** Provided passage **

Diary

Entry 5

Always keep a packed suitcase in your apartment

Lee Siegel, Lee Siegel, Lee Siegel, Lee Siegel, Lee Siegel, Lee Siegel … Oh! There you are. This “Diary” creeps up on you in the most unguarded moments. I recently improved my condition from self-intoxication to self-obsession, and I was just doing some lunchtime exercises—I ate lunch around 1:30 today; my cat Maya poached some salmon from Citarella—meant to bring me to the next stage, which is self-absorption. Dr. von Hoffenshtoffen, whom I mentioned yesterday, devised these “identity calisthenics,” as he calls them. I think they’re helping, but this Diary, with its emphasis on “I,” gave me a “soul hernia” (another Hoffenshtoffenian phrase). 

I was supposed to reach self-involvement over the weekend, then waltz my way through self-concern by the end of the month, and you-know-who (Maya has helpfully relieved me of my “I” for the moment and is batting it around with her paws) has fallen behind in his identity-calisthenics schedule. At this rate, Mr. Divorced Single Literary Critic will never get out to the Vineyard, where he plans to stay with Teddy Consuego, by June 1. Teddy has just returned from North Korea with Lee (no relation), his new Japanese bride, who was presented to him by the North Korean government, bound and gagged, in gratitude for the advertising campaign he built around their new Nukes for Light Bulbs program. Anyway, what with all the me-centered distraction of this Diary, someone very special to this writer has to spend an extra few minutes in front of the mirror trying to get out of himself.

** Tasks for this exercise **
1. Translate this sentence from the diary entry into Spanish: "This “Diary” creeps up on you in the most unguarded moments."
2. Duplicate the stretch of the diary entry from "Always keep a" through "(another Hoffenshtoffenian phrase).".

Data records:
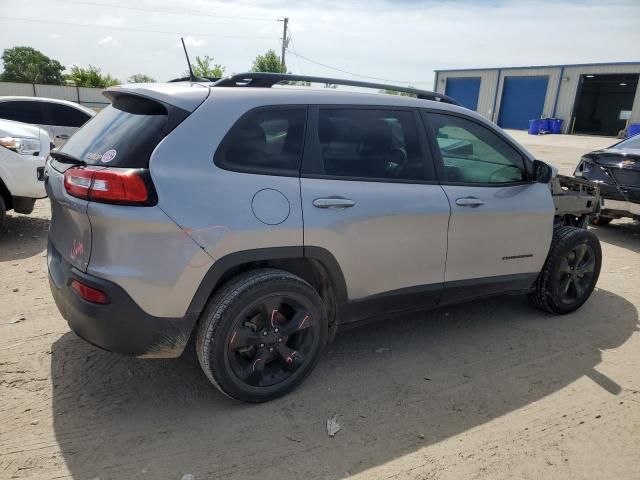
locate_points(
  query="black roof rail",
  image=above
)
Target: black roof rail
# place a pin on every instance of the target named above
(267, 80)
(188, 79)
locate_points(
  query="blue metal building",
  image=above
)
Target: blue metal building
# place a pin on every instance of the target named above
(591, 99)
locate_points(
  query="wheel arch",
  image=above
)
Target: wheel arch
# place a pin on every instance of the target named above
(315, 265)
(6, 196)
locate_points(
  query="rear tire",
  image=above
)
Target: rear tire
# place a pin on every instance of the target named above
(600, 220)
(570, 272)
(261, 335)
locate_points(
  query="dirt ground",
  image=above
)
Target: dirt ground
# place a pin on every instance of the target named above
(491, 389)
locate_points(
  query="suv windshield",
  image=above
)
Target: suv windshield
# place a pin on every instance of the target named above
(122, 135)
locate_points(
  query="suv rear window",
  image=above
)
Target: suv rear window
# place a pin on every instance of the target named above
(267, 140)
(122, 135)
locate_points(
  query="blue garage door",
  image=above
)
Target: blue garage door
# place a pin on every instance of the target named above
(465, 90)
(522, 100)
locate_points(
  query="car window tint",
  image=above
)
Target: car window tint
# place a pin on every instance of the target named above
(264, 141)
(474, 154)
(129, 129)
(23, 111)
(368, 143)
(64, 115)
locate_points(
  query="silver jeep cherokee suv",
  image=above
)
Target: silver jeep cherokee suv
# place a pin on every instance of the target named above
(260, 219)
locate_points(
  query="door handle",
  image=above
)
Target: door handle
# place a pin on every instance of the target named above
(472, 202)
(333, 202)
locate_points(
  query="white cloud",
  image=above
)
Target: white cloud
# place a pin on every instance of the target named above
(108, 41)
(190, 41)
(110, 21)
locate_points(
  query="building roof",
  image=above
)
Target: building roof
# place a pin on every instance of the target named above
(536, 66)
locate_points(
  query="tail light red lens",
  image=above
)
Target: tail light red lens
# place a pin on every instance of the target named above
(125, 186)
(88, 293)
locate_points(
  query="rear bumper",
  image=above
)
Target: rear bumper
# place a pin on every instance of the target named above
(120, 326)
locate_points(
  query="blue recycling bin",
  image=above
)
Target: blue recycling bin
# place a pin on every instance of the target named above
(633, 129)
(555, 125)
(534, 127)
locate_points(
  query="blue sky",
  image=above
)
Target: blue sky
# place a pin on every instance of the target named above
(396, 40)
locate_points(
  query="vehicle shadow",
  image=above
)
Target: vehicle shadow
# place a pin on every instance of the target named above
(397, 386)
(22, 237)
(624, 234)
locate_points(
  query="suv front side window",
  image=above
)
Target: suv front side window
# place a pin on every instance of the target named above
(265, 141)
(473, 154)
(370, 144)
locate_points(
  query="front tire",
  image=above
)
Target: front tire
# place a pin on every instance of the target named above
(570, 272)
(261, 335)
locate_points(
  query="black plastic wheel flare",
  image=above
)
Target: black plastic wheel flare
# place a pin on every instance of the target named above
(271, 340)
(576, 273)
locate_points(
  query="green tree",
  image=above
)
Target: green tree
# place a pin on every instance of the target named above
(90, 77)
(140, 78)
(26, 64)
(269, 62)
(204, 67)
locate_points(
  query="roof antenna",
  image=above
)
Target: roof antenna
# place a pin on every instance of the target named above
(192, 77)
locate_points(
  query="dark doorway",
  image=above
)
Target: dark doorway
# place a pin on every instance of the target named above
(600, 101)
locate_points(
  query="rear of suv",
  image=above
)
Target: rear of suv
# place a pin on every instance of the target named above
(262, 219)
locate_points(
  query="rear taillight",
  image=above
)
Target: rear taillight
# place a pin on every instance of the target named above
(88, 293)
(123, 186)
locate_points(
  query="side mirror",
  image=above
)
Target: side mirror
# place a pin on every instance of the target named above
(541, 172)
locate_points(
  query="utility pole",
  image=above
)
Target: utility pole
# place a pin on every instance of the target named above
(284, 43)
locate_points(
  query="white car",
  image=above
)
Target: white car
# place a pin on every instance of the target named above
(23, 153)
(59, 118)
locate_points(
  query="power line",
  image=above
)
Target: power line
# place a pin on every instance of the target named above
(352, 73)
(173, 12)
(129, 29)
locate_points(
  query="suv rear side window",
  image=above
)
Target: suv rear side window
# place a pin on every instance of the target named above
(129, 130)
(64, 115)
(23, 111)
(370, 144)
(473, 154)
(267, 141)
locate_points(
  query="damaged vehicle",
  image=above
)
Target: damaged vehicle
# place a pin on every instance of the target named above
(616, 171)
(259, 221)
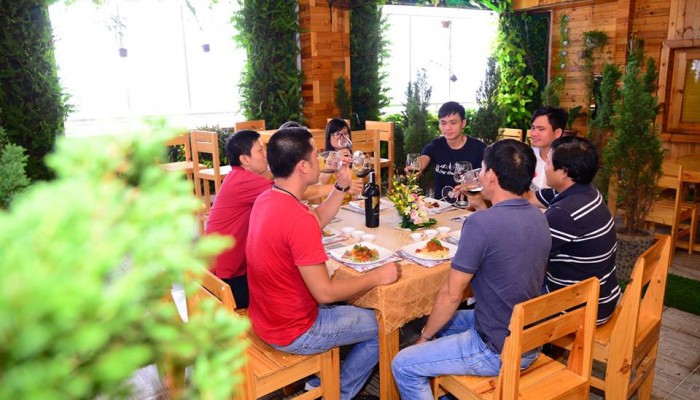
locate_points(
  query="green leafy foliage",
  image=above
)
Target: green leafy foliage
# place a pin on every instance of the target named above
(600, 126)
(489, 117)
(270, 84)
(416, 132)
(634, 152)
(518, 86)
(13, 177)
(86, 262)
(32, 103)
(368, 50)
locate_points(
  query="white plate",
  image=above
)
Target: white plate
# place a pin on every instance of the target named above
(383, 253)
(411, 249)
(436, 206)
(360, 204)
(329, 233)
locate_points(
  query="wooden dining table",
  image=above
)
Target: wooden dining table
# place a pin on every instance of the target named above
(409, 298)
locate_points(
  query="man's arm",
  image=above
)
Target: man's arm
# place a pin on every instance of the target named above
(448, 299)
(326, 290)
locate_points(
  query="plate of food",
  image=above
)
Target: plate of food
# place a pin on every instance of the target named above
(361, 253)
(435, 206)
(432, 249)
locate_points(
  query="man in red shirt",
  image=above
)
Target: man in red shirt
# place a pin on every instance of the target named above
(230, 214)
(290, 290)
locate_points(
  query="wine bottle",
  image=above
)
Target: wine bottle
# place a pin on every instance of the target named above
(371, 194)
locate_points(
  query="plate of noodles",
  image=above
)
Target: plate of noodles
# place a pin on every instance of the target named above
(432, 249)
(361, 253)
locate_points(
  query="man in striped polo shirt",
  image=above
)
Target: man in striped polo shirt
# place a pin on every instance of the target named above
(584, 243)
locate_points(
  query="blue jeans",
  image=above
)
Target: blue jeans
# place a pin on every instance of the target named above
(458, 351)
(339, 326)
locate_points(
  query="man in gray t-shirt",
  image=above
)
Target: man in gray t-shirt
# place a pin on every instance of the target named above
(503, 254)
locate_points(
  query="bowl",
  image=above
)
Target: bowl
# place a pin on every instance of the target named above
(417, 236)
(430, 233)
(444, 230)
(368, 237)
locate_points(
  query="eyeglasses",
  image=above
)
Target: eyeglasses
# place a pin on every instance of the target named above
(340, 133)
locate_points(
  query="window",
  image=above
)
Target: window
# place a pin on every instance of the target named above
(453, 45)
(166, 72)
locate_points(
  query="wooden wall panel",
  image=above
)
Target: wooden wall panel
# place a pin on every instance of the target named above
(325, 56)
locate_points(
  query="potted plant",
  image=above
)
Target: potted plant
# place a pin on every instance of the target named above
(633, 155)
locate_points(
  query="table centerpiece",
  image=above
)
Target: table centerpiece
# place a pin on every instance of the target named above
(409, 204)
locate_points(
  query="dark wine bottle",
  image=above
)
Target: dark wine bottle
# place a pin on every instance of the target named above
(371, 194)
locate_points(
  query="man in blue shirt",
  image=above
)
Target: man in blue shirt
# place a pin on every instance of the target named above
(502, 254)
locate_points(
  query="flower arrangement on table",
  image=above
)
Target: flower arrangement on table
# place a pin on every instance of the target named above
(410, 205)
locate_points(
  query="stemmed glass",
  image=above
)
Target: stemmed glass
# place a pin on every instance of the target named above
(461, 172)
(413, 162)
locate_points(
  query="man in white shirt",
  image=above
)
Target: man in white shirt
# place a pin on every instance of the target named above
(547, 124)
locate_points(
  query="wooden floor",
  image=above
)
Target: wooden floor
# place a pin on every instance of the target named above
(677, 368)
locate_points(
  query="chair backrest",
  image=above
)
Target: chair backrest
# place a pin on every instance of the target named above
(571, 310)
(637, 328)
(254, 125)
(510, 133)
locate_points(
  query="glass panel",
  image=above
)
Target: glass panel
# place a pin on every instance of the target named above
(690, 110)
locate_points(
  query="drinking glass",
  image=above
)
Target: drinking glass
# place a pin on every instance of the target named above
(329, 161)
(472, 182)
(461, 171)
(413, 162)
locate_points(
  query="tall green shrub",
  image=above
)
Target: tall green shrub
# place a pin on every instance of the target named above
(416, 132)
(271, 81)
(634, 152)
(86, 261)
(368, 50)
(489, 118)
(518, 85)
(32, 105)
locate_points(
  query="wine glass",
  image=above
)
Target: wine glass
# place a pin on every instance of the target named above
(329, 161)
(472, 182)
(413, 162)
(460, 173)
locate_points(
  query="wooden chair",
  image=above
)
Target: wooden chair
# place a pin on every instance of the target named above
(675, 212)
(629, 341)
(533, 323)
(367, 141)
(268, 370)
(254, 125)
(181, 166)
(510, 133)
(205, 142)
(386, 134)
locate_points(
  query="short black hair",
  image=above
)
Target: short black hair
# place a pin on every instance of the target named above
(291, 124)
(556, 117)
(333, 126)
(452, 107)
(577, 156)
(286, 148)
(513, 162)
(240, 144)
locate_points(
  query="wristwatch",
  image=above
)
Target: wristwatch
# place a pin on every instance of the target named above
(337, 187)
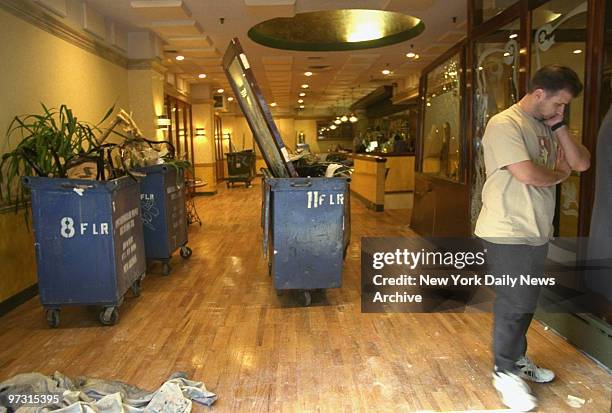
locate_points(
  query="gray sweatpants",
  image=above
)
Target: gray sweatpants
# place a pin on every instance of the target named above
(514, 306)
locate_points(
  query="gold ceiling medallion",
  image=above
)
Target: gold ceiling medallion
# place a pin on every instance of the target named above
(334, 30)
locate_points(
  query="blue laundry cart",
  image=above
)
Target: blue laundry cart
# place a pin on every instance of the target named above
(89, 243)
(162, 203)
(306, 232)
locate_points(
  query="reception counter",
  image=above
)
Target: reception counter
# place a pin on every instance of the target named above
(383, 180)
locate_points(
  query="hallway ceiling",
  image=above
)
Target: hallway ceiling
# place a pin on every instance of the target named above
(200, 30)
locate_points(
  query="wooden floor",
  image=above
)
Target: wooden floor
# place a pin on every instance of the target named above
(218, 318)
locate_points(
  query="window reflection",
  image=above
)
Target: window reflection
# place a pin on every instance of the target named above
(559, 29)
(441, 131)
(496, 64)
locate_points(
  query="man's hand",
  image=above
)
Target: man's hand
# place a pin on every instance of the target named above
(554, 120)
(561, 166)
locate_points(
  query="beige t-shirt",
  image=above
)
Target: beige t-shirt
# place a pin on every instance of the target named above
(513, 212)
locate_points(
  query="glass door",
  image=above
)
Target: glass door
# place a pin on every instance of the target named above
(559, 37)
(496, 87)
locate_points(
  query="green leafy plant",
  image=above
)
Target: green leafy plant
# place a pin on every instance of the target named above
(50, 144)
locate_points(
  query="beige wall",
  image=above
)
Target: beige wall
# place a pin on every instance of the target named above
(204, 147)
(39, 67)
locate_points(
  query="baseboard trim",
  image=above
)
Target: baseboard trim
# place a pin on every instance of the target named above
(15, 301)
(369, 204)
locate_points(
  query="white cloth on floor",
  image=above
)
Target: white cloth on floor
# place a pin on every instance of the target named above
(91, 395)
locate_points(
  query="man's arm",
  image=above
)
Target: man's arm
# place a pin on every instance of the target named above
(531, 174)
(577, 155)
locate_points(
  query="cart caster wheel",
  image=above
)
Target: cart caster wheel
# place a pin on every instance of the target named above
(109, 316)
(52, 317)
(166, 269)
(136, 288)
(307, 299)
(186, 252)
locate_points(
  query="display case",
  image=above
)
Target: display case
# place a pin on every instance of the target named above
(441, 194)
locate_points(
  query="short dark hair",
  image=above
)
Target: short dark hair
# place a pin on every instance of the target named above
(553, 78)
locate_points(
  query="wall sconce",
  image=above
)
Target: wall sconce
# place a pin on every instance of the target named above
(163, 122)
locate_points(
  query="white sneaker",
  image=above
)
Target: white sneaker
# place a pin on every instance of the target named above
(529, 371)
(514, 392)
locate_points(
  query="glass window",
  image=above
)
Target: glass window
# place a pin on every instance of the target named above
(496, 74)
(559, 29)
(485, 9)
(441, 127)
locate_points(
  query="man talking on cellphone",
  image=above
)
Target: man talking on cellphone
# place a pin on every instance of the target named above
(527, 152)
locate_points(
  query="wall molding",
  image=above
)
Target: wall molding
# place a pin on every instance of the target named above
(43, 19)
(202, 101)
(147, 64)
(16, 300)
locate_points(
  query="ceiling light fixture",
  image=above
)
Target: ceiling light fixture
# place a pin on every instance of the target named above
(386, 70)
(163, 122)
(411, 54)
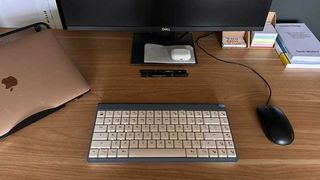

** Results for each task **
1. Este «Diario» te sorprende en los momentos de mayor descuido.

2.
Always keep a packed suitcase in your apartment

Lee Siegel, Lee Siegel, Lee Siegel, Lee Siegel, Lee Siegel, Lee Siegel … Oh! There you are. This “Diary” creeps up on you in the most unguarded moments. I recently improved my condition from self-intoxication to self-obsession, and I was just doing some lunchtime exercises—I ate lunch around 1:30 today; my cat Maya poached some salmon from Citarella—meant to bring me to the next stage, which is self-absorption. Dr. von Hoffenshtoffen, whom I mentioned yesterday, devised these “identity calisthenics,” as he calls them. I think they’re helping, but this Diary, with its emphasis on “I,” gave me a “soul hernia” (another Hoffenshtoffenian phrase).